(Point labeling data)
:::::

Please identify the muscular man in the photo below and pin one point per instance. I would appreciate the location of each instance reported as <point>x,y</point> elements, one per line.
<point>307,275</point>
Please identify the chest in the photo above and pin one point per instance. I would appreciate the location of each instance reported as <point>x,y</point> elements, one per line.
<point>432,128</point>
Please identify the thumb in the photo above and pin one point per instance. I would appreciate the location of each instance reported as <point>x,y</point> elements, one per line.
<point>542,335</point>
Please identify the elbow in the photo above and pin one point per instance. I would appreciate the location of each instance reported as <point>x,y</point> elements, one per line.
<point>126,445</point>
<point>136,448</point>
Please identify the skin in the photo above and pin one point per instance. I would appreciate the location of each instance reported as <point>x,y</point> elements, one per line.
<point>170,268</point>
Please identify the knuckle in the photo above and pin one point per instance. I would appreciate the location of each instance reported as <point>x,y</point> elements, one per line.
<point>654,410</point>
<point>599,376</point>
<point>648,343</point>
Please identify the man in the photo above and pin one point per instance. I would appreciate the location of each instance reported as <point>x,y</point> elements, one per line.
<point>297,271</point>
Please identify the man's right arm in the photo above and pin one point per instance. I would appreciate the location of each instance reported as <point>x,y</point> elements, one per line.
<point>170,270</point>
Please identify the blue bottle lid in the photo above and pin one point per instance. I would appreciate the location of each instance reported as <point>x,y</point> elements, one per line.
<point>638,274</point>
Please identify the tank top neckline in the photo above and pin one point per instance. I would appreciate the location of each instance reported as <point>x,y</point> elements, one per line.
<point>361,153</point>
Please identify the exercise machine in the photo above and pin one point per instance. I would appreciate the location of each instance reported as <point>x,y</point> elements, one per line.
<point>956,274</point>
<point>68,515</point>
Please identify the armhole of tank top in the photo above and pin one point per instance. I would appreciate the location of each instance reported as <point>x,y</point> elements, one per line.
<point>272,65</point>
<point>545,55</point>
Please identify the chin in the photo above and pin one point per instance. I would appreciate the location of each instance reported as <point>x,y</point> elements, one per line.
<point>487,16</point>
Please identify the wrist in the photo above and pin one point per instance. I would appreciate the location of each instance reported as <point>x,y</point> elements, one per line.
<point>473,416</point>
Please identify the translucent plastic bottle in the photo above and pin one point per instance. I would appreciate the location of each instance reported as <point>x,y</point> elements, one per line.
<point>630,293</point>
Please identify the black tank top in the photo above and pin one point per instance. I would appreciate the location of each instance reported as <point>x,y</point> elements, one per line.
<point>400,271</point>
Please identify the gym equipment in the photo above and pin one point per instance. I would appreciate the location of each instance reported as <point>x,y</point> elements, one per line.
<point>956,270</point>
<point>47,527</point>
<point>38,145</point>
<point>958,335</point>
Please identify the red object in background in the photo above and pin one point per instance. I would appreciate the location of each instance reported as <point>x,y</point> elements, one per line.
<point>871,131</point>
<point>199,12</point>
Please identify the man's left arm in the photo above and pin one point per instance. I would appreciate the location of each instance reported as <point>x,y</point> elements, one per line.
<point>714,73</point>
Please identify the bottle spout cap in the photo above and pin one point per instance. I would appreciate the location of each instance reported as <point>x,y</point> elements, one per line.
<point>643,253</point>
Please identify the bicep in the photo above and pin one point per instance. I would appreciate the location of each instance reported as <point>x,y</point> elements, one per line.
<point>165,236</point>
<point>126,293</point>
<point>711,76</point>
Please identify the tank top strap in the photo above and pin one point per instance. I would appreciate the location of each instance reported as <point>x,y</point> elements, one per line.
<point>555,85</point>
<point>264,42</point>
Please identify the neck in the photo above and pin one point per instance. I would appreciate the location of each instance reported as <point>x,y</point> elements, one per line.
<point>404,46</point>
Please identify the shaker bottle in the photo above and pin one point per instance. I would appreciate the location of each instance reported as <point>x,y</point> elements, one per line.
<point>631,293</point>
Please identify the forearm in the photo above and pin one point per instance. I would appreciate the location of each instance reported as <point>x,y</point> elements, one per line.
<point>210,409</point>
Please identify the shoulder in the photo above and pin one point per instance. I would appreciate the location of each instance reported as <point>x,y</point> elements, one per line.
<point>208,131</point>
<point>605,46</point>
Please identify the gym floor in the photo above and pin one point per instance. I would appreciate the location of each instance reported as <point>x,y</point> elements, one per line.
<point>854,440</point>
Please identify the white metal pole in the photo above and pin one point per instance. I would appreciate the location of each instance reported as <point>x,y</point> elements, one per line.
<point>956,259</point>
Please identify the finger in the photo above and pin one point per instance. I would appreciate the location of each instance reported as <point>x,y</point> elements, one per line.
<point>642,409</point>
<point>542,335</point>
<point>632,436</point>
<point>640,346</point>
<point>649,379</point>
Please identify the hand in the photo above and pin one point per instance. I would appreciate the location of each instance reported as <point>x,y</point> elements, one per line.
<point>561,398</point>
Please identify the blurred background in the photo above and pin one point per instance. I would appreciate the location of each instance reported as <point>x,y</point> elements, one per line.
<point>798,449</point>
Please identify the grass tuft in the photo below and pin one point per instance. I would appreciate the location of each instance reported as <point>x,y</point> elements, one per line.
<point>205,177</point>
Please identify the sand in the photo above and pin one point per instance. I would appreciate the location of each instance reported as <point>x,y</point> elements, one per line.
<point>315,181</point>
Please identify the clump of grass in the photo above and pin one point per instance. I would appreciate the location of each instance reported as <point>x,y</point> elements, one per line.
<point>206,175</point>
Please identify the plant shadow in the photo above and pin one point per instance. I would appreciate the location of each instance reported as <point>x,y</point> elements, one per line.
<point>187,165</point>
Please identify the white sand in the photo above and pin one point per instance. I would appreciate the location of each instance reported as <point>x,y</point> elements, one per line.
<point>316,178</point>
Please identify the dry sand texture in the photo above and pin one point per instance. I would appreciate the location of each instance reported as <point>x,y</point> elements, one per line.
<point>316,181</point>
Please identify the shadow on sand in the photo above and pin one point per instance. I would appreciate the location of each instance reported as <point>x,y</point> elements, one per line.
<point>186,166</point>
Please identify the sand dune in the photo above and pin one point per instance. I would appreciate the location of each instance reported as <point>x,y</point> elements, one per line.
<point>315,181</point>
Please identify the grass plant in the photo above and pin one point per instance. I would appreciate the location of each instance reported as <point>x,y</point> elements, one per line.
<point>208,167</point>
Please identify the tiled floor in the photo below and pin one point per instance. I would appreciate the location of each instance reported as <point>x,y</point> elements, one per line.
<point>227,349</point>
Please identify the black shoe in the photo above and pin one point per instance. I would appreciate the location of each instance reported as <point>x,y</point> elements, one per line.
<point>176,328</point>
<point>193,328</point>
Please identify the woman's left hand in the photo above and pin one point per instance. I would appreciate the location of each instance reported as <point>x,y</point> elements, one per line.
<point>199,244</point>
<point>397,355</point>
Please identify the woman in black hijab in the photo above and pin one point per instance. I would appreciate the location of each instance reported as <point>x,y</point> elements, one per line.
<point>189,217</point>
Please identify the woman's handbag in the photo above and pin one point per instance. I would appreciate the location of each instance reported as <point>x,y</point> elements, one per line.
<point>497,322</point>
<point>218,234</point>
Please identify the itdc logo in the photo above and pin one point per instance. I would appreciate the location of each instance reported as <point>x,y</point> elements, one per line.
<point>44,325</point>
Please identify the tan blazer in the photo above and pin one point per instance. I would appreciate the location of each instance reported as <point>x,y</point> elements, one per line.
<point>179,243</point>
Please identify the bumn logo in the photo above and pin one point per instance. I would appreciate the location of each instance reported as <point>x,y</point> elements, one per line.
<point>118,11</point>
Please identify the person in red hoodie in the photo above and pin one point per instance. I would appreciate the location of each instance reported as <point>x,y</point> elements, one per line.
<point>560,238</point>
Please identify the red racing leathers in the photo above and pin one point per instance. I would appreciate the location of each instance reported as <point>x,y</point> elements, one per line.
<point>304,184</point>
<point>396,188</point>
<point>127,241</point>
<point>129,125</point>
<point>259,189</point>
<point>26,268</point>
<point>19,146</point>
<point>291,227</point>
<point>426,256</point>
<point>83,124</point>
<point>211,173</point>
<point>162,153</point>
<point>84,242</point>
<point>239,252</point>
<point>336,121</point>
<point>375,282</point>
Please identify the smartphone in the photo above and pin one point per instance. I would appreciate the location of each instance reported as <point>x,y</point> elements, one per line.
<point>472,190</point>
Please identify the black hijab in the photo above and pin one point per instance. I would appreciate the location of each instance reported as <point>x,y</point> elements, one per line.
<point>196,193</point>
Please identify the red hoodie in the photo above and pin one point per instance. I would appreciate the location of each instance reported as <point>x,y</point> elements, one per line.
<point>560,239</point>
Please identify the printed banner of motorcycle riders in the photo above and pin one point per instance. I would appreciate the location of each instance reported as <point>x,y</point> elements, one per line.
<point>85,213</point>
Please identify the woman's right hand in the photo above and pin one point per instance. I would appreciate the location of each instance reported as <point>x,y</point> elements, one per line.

:::::

PROBLEM TO SOLVE
Reproduce the data word for word, beginning at the line that contains "Please identify the thumb" and stopping after the line that contains "<point>170,270</point>".

EXERCISE RESPONSE
Please identify the thumb in the photo above and pin one point per instance. I would appreciate the location of each instance reported as <point>x,y</point> elements, one per line.
<point>542,335</point>
Please identify the elbow in the photo above and pin one point per instance. I would appreciate the location of each instance reported as <point>x,y</point> elements, one per line.
<point>126,445</point>
<point>136,448</point>
Please identify the skin in the photo above and pin one point per instance. I would appreciate the location of each instance reported as <point>x,y</point> elements, one per line.
<point>170,268</point>
Please identify the knuckle in the photo above and pin one point per instance. I would appreciate the location of each instance reported as <point>x,y</point> elements, one per line.
<point>654,410</point>
<point>599,376</point>
<point>648,343</point>
Please identify the man in the photo above and pin one point per instance. I would appreciate the location of each instance reported as <point>x,y</point> elements, one per line.
<point>297,271</point>
Please identify the man's right arm in the photo above and pin one point per instance. I would appreciate the location of each instance reported as <point>x,y</point> elements, one per line.
<point>170,270</point>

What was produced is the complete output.